▸ **TASK TO COMPLETE**: According to the passage below on the Lebanese village of Edde, which Semitic root does the village's name come from, and what does that root mean?

▸ **SELECTED EXTRACT**:
Edde or Eddé (إده) village is located 45 km north of Beirut, Lebanon. It rises to an altitude of 210 metres (689.01 ft, 229 656 yd) of sea level and covers an area of 398 acres.

==Etymology==
The name Edde comes from the Semitic root edd, meaning "strength".

== Demographics ==
Edde is a small town of approximately 700 residents. In Lebanese elections that took place in 2009, the municipality tallying 461 registered voters (226 males and 235 females). Its inhabitants are predominantly Maronite Catholics.

==Climate==
Edde has a Mediterranean climate characterized by a hot and virtually rain-free summer, pleasant fall and spring, and cool, rainy winter. August is the hottest month of the year while January and February are the coldest.

The average annual rainfall is approximately 900 millimetres, virtually all of which falls in winter, autumn and spring. Much of the rain in autumn and spring falls on a limited number of days in heavy downpours. In winter, however, the rain is more evenly spread over a large number of days. Summer receives very little (if any) rainfall. Snow in Edde is rare and usually occurs without accumulation.

== Churches ==
The Mar Jurius (Saint George) Church, which stands in a small square in the middle of the village, was built with Roman temple remains. On a hill further south are the ruins of the church of Sayidat Douka.

Numerous other old churches are scattered around the village, most with ancient temple elements. Amongst these are the double church of Saints John and Theodore, and the churches of Saint Doumit and Saint Elisha.
| The Mar Jurius (Saint George) Church | Mar Elisha | Ruins of the Church of Saints John and Theodore |

==Edde Club==

Edde Club is a sports, social and cultural club offering recreational sports facilities to its members: basketball, soccer, volleyball, table tennis and a gym. It is mostly active during summer season when it hosts national and regional tournaments.

▸ **GIVEN DATA**:
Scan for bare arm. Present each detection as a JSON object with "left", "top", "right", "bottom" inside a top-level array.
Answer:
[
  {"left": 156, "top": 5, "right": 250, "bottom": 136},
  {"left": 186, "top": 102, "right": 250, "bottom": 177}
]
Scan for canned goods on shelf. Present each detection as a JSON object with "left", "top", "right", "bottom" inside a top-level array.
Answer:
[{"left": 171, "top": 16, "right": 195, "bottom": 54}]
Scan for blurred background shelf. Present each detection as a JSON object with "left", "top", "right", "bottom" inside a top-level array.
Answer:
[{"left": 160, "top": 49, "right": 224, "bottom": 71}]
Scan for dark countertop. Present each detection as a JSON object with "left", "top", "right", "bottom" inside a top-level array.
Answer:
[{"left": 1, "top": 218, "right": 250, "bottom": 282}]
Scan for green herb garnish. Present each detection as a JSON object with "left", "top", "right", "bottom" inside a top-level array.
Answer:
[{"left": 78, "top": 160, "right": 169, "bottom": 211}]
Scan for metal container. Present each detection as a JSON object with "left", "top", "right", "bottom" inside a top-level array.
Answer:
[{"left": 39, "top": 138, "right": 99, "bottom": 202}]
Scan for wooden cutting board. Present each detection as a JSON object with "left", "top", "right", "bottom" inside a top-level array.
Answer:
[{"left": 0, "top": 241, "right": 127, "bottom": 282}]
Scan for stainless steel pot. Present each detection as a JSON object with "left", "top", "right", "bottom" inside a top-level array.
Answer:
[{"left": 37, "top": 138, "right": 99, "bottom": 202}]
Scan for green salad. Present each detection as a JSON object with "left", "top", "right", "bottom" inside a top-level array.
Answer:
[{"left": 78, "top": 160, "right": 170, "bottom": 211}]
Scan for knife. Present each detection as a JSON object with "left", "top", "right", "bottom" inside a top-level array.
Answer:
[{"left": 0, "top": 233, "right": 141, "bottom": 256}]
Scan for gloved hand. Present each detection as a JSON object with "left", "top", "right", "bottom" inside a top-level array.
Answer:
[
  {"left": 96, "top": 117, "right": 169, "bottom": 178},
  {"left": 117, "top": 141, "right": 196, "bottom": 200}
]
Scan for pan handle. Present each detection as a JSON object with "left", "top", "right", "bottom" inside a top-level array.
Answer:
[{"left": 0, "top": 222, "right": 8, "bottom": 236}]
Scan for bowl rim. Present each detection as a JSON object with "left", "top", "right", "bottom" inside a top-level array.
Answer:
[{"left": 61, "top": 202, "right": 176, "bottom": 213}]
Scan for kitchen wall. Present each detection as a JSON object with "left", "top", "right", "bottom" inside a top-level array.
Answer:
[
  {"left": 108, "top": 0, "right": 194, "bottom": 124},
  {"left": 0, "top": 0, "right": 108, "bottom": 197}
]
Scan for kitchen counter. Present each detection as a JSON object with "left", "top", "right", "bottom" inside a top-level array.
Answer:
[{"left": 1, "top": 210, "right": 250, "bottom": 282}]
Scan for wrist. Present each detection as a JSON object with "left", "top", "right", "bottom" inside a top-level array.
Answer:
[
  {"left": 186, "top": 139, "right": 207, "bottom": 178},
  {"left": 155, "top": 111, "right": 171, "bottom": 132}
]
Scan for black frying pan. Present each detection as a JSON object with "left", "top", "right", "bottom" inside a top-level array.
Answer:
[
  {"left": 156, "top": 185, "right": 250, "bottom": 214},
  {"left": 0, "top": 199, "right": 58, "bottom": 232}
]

▸ **EXERCISE RESPONSE**: The root edd, meaning "strength."